STORED RECORDS »
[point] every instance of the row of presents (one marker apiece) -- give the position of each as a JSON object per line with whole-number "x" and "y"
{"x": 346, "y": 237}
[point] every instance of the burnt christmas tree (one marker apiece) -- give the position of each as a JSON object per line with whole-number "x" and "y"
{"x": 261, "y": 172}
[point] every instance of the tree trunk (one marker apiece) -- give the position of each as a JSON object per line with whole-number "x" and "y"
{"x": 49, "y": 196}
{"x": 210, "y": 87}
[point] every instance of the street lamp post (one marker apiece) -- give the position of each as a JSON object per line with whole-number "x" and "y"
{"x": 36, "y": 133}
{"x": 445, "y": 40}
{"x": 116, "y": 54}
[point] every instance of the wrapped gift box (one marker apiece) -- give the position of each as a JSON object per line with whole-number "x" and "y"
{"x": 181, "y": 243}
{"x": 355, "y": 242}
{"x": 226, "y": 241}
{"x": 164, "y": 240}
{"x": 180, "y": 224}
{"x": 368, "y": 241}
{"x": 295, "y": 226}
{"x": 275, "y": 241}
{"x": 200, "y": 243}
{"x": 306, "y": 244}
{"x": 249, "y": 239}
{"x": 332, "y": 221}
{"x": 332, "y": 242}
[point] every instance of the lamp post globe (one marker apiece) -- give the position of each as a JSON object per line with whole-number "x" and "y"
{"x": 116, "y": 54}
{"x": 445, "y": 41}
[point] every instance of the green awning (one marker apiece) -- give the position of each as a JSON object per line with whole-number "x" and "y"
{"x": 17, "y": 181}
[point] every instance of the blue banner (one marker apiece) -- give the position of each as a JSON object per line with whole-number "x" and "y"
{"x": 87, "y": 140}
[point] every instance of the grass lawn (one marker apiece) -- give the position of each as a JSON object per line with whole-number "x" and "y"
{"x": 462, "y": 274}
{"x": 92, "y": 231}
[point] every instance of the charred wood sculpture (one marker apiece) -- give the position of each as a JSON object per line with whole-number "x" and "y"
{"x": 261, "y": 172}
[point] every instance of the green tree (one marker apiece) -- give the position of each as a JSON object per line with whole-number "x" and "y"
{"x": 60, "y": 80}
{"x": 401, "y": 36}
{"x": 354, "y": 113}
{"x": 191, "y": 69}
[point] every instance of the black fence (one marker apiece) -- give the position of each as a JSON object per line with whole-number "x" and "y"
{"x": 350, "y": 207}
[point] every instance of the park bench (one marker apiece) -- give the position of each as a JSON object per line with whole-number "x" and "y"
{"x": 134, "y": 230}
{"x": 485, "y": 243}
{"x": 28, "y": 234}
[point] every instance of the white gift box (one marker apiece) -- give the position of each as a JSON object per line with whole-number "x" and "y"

GIVEN TASK » Reproduce all of the entries above line by line, with no changes to any wording, spacing, or punctuation.

COMPLETED EXERCISE »
[point] every instance of the row of presents (one marker apiece) -- give the position of each as a JSON object per line with whole-number "x" and "y"
{"x": 346, "y": 237}
[point] every instance of the burnt christmas tree (one marker apiece) -- give the position of each as a JSON object per line with whole-number "x" and "y"
{"x": 261, "y": 172}
[point] every instance of the tree trunk (one marker apiece) -- give the position of each as a JSON object per line with whole-number "x" and "y"
{"x": 49, "y": 196}
{"x": 210, "y": 87}
[point] every instance of the street lamp post (one marker apiece) -- give the position of each as a JSON object per line with whole-number "x" and "y"
{"x": 36, "y": 133}
{"x": 445, "y": 40}
{"x": 116, "y": 54}
[point] every instance of the wrapped gift box (one marker apiece) -- give the position of each as a JSON object per line with whole-number "x" and "y"
{"x": 181, "y": 243}
{"x": 355, "y": 242}
{"x": 226, "y": 241}
{"x": 164, "y": 240}
{"x": 180, "y": 224}
{"x": 368, "y": 241}
{"x": 295, "y": 226}
{"x": 275, "y": 241}
{"x": 200, "y": 243}
{"x": 306, "y": 244}
{"x": 249, "y": 239}
{"x": 332, "y": 221}
{"x": 332, "y": 242}
[point] every instance of the lamp post globe (one marker apiece) -- give the position of each as a JSON object per line with whole-number "x" and "y"
{"x": 116, "y": 54}
{"x": 445, "y": 41}
[point] every instance of the green awning (one marker apiece) -- give the position of each as a JSON object per line with whole-number "x" and "y"
{"x": 17, "y": 181}
[point] every instance of the blue banner (one marker apiece) -- give the position of each as a JSON object per line with whole-number "x" and "y"
{"x": 87, "y": 140}
[point] every instance of the grass lawn (one marker apiece) -- give the position of each as a JSON object per line with whole-number "x" and "y"
{"x": 462, "y": 274}
{"x": 92, "y": 231}
[point] every instance of the charred wood sculpture (one marker apiece) -- give the position of each as a JSON object per line with whole-number "x" and "y"
{"x": 261, "y": 172}
[point] every instance of the green tree (one marker apiece) -- give the position of each as a JSON object per line with whole-number "x" and "y"
{"x": 60, "y": 80}
{"x": 401, "y": 36}
{"x": 354, "y": 113}
{"x": 191, "y": 69}
[point] every instance of the black fence (one marker apiece) -- give the position of each as a JSON object per line with whole-number "x" and "y"
{"x": 350, "y": 207}
[point] every instance of the park bench (one marker apiece) -- give the position of each as a JSON object per line with whole-number "x" and "y"
{"x": 134, "y": 230}
{"x": 485, "y": 243}
{"x": 28, "y": 234}
[point] every instance of the white gift box (one marker apiece) -- give the position of each as a JSON object per line with whole-number "x" and "y"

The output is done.